▶ [Problem statement]
Substitute "detection model" for every occurrence of "grounding model" and reproduce the text of all the entries below, leaving everything else unchanged. Omit the pictures from your answer.

▶ [Image annotation data]

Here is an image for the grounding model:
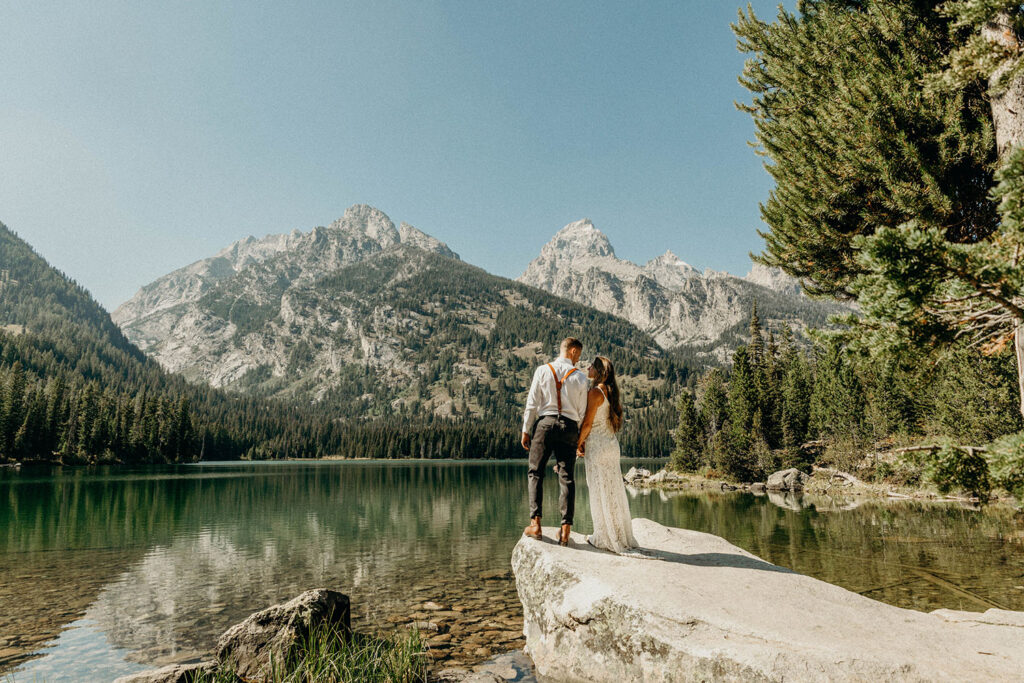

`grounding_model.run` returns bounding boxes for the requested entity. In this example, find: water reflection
[0,462,1024,678]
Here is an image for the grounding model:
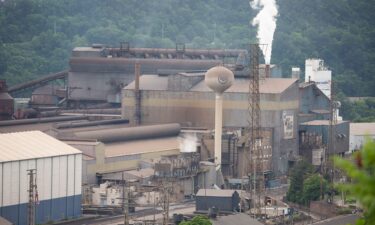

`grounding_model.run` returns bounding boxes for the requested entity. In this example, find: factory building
[67,44,246,104]
[298,82,331,123]
[195,189,240,212]
[59,124,184,184]
[299,120,350,155]
[0,131,82,225]
[122,73,299,175]
[305,59,332,98]
[349,123,375,152]
[0,80,14,121]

▶ [Result]
Here is an image for the detection model:

`grounding_model.run` returns bounding boxes for the requested entity. In this example, find: water reflection
[0,462,1024,678]
Here is an image for the detection model:

`grounding_model.run` returns bounding boxes for the requested entity. In this example, find: factory building
[67,44,246,104]
[298,82,331,123]
[195,189,240,212]
[59,124,184,184]
[299,120,350,155]
[0,131,82,225]
[122,73,299,175]
[305,59,332,98]
[349,123,375,152]
[0,80,14,121]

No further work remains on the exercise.